Tuesday, March 20, 2007

George Harrison - My Sweet Lord

The song is primarily about God, and features repetitions of the avatars of Lord Vishnu, the preserving god in Hinduism.

When it was released as a single in 1971, "My Sweet Lord" topped the charts on both sides of the Atlantic. It was the first single by an ex-Beatle to reach number one. It reached number one again in the UK in 2002 following Harrison's death from cancer.

The song was originally written for Billy Preston, who had a minor hit with it in early 1970, in his album Encouraging Words. The song was written in December 1969, when Harrison and Preston were in Copenhagen, Denmark.

The recording of the song took place back in London. Billy was the the principal musician while George was engineering the sessions.

The drumming was performed by Alan White of Yes.

When All Things Must Pass was re-issued for its thirtieth anniversary in 2000, Harrison recorded a new version of the song as a bonus track, sharing vocals with Sam Brown.

The original single was actually a double-A Side, so both sides had a full Apple label. It was paired with "Isn't It A Pity", which was not included on the 2002 rerelease. The rerelease included "My Sweet Lord (2000)" and "Let It Down" as B-Sides.

= = =

• _WORK REQUEST_: Reproduce the passage of the "My Sweet Lord" text between "When it was" and "engineering the sessions.", inclusive.

• _DATA BELOW_:
= = =

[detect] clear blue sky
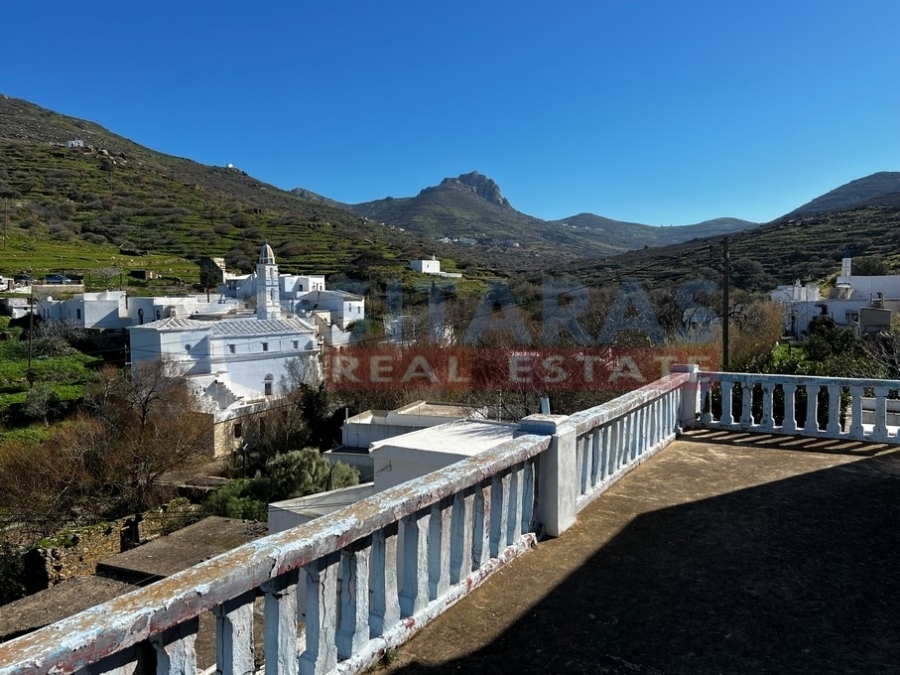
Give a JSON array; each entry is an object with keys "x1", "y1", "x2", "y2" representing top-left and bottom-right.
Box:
[{"x1": 0, "y1": 0, "x2": 900, "y2": 225}]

= = =

• _RESULT OF THE EXERCISE_:
When it was released as a single in 1971, "My Sweet Lord" topped the charts on both sides of the Atlantic. It was the first single by an ex-Beatle to reach number one. It reached number one again in the UK in 2002 following Harrison's death from cancer.

The song was originally written for Billy Preston, who had a minor hit with it in early 1970, in his album Encouraging Words. The song was written in December 1969, when Harrison and Preston were in Copenhagen, Denmark.

The recording of the song took place back in London. Billy was the the principal musician while George was engineering the sessions.